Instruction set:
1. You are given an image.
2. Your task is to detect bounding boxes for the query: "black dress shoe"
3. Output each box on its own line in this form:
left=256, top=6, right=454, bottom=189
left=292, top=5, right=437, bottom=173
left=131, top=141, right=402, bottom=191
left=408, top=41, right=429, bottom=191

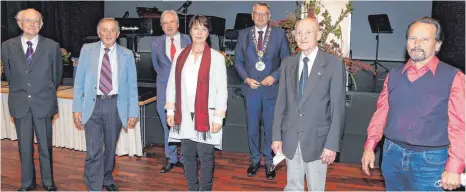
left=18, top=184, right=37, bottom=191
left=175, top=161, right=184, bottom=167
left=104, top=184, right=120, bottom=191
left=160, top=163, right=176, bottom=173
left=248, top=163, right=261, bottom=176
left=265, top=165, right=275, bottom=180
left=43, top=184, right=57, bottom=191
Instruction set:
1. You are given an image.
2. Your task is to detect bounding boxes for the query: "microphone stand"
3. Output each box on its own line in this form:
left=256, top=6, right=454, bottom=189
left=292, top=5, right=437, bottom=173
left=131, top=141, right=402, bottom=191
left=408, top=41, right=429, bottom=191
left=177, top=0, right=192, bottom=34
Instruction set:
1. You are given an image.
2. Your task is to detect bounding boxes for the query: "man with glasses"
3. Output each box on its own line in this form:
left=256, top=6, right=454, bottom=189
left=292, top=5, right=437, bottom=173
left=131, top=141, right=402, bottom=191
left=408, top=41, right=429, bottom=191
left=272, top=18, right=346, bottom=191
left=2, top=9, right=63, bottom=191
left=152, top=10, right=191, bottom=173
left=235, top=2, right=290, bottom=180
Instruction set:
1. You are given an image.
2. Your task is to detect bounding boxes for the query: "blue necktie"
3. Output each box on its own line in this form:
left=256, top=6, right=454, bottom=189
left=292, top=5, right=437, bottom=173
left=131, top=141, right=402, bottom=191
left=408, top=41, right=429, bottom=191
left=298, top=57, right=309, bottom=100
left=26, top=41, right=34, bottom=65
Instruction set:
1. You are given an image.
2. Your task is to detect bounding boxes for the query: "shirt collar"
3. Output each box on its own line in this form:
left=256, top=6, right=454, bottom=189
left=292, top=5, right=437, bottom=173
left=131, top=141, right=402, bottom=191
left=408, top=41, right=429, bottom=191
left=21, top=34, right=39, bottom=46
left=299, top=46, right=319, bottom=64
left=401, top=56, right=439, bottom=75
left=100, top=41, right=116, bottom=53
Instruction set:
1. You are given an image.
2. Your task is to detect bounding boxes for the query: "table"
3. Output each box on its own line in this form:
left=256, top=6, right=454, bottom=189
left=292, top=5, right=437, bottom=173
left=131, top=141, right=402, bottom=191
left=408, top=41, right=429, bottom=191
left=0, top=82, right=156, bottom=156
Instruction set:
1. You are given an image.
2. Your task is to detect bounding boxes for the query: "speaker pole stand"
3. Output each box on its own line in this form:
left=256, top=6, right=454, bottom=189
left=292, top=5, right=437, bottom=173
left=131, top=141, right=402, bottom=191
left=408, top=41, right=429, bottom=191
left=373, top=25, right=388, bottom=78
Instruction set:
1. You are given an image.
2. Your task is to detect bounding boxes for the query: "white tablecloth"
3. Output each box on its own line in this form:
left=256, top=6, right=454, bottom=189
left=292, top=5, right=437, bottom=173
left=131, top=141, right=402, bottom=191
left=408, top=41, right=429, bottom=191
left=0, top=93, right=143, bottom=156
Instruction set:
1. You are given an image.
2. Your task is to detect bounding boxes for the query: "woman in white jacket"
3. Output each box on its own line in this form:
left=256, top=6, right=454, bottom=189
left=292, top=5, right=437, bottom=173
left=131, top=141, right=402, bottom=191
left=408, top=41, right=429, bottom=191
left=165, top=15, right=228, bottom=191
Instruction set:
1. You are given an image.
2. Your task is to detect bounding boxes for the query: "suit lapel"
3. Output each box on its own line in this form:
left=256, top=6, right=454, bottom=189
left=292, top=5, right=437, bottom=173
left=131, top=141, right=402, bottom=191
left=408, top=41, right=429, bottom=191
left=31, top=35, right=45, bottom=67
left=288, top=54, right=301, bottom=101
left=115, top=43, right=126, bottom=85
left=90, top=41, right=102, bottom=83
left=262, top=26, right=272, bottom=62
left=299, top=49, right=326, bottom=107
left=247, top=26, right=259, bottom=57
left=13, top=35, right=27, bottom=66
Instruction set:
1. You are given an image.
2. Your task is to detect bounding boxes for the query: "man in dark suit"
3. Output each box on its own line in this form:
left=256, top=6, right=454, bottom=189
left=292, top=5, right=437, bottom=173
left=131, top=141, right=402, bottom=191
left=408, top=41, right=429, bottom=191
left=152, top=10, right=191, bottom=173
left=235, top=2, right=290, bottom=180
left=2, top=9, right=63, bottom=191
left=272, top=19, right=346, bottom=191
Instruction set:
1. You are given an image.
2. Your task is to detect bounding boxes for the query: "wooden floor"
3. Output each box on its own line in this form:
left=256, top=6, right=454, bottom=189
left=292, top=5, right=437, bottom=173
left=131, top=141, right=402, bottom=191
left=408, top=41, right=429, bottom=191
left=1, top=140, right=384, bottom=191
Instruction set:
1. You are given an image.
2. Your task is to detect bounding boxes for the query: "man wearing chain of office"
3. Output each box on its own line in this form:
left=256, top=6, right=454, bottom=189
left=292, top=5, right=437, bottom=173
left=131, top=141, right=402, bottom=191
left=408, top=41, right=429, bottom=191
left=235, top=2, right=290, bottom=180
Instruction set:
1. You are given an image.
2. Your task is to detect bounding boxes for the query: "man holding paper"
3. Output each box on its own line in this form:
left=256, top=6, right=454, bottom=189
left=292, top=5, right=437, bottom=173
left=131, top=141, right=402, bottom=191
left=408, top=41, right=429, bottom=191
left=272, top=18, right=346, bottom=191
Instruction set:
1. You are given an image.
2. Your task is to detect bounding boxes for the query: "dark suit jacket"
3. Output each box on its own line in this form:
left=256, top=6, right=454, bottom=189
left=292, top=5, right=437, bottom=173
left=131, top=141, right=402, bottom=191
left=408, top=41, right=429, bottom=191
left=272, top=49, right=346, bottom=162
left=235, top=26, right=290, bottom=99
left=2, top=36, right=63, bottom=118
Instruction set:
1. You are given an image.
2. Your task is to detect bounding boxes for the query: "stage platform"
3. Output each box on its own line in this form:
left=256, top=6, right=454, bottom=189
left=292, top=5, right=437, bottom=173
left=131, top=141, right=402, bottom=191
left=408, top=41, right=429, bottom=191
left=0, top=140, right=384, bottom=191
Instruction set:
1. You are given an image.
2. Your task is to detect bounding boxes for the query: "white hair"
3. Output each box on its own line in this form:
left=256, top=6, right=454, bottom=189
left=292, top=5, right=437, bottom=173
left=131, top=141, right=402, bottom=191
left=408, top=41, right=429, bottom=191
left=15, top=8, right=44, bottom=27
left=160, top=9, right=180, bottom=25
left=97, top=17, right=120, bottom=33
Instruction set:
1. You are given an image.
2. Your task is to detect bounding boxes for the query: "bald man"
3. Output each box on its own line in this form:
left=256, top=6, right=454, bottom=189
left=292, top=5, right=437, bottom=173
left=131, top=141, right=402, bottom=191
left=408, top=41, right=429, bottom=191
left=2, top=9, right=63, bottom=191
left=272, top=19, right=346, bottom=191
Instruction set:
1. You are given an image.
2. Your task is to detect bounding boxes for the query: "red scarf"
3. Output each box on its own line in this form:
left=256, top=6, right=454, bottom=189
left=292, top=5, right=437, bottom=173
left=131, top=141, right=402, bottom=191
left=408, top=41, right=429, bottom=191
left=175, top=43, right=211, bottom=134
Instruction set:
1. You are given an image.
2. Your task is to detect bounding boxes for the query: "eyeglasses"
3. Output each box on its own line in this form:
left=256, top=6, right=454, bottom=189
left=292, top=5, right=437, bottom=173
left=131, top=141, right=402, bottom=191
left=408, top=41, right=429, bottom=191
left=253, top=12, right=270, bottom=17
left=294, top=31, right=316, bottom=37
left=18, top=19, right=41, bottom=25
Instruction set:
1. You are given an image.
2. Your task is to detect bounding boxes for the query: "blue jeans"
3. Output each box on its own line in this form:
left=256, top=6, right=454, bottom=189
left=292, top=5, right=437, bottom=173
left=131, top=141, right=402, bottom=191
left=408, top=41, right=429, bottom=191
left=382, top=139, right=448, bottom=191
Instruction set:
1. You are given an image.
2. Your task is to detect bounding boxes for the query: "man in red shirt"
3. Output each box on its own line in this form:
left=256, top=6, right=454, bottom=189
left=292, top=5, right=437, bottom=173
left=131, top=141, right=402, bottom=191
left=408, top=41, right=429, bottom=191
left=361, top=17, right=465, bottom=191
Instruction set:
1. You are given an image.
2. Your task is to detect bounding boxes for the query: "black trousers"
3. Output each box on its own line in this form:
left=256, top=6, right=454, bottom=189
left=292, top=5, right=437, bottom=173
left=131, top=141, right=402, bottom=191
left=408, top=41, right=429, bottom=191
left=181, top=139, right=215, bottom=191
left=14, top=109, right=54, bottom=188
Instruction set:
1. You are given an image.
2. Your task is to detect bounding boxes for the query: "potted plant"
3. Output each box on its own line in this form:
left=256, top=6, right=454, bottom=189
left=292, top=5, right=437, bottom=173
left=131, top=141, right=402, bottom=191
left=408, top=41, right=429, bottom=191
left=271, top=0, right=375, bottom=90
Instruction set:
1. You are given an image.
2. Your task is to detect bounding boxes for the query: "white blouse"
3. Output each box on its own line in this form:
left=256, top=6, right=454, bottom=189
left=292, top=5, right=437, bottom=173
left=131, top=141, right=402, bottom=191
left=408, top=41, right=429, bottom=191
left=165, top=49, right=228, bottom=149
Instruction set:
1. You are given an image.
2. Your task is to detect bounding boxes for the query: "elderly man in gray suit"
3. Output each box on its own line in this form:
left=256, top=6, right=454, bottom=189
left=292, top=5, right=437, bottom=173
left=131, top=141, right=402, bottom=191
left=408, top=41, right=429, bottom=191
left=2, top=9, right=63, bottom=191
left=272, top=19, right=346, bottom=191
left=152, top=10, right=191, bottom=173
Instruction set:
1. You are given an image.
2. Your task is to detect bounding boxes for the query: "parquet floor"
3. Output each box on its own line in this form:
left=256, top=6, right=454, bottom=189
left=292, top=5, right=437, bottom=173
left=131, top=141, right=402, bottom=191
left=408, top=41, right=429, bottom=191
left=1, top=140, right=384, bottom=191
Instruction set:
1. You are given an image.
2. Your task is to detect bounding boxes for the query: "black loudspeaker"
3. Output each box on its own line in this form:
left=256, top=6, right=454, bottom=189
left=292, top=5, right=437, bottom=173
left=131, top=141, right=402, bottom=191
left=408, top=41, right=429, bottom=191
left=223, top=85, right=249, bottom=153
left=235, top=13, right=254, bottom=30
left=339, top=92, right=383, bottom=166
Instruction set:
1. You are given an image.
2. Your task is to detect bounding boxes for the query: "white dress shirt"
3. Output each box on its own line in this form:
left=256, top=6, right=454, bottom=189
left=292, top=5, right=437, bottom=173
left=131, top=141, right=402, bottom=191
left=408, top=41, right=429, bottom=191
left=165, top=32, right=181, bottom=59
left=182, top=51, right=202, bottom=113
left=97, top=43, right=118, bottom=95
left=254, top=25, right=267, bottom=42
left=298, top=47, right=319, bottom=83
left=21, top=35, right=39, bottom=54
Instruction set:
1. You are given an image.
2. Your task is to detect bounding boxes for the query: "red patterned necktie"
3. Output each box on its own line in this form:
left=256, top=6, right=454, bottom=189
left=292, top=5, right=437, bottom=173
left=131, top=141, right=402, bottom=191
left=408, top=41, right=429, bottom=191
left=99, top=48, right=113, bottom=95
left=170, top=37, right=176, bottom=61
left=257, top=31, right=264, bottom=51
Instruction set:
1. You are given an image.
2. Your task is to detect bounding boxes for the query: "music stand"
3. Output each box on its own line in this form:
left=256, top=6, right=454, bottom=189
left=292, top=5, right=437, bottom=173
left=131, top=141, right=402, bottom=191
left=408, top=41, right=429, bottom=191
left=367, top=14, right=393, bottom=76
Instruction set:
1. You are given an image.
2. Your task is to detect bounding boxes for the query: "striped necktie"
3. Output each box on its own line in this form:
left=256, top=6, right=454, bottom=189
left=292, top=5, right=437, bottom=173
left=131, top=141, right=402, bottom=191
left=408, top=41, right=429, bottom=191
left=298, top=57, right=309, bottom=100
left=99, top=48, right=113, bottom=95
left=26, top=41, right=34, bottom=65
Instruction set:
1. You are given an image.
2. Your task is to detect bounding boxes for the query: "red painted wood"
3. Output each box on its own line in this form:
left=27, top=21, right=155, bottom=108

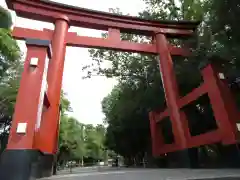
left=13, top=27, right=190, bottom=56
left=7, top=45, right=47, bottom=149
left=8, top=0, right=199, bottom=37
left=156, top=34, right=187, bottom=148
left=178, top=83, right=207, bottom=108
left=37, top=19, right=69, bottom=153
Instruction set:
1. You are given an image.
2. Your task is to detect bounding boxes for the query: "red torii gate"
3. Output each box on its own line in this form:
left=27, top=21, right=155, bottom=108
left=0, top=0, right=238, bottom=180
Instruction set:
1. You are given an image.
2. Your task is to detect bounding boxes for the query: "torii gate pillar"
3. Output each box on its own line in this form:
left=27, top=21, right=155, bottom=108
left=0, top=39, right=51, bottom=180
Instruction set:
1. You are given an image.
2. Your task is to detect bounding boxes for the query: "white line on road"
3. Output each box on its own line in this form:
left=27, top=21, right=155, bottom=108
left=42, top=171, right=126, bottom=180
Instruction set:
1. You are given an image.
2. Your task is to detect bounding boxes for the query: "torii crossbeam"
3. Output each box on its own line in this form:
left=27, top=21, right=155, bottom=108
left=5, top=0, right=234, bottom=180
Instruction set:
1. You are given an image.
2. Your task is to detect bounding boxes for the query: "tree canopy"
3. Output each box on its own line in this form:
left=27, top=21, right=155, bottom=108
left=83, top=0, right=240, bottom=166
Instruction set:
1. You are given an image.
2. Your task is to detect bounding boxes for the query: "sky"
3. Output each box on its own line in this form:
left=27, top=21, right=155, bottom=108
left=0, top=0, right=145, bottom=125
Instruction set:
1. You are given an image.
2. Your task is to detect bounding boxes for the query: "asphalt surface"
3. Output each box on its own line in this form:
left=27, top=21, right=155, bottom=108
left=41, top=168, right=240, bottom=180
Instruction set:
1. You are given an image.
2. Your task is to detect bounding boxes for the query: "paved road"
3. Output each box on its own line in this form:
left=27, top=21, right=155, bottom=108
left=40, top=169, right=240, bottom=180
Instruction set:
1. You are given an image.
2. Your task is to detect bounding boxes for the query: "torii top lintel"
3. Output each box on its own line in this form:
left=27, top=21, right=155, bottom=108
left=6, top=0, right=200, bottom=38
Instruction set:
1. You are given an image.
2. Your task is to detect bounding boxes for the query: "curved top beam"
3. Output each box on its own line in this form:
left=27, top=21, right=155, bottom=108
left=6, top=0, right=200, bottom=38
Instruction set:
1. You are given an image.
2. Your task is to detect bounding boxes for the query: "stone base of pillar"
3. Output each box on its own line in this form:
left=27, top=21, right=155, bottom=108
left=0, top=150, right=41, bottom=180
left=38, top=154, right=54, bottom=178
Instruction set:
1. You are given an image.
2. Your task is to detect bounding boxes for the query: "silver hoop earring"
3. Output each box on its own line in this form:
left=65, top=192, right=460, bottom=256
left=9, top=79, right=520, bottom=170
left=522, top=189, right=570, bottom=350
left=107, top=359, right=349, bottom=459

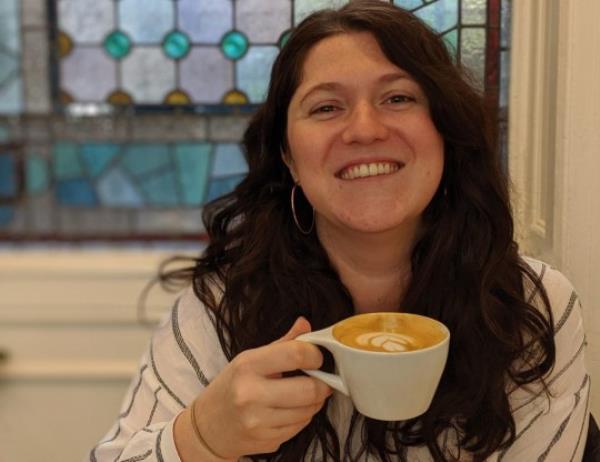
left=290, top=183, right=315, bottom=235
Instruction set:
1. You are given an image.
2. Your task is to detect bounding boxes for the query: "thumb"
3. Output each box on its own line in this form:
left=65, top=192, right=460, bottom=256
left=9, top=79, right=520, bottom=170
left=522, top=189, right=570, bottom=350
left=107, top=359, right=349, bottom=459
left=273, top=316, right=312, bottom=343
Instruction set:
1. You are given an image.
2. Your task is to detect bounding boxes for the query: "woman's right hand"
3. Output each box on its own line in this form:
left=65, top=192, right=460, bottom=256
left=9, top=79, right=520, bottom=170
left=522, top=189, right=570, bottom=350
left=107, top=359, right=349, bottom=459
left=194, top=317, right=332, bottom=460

--*--

*AIM*
Pull out each line of the entries above that contains the word "dress", treating uppercase and lowercase as different.

*TASK RESULT*
2. Your task is to detect bounding boxes for the query: "black dress shoe"
2. Your task is to detect bounding boxes for the query: "white dress shirt"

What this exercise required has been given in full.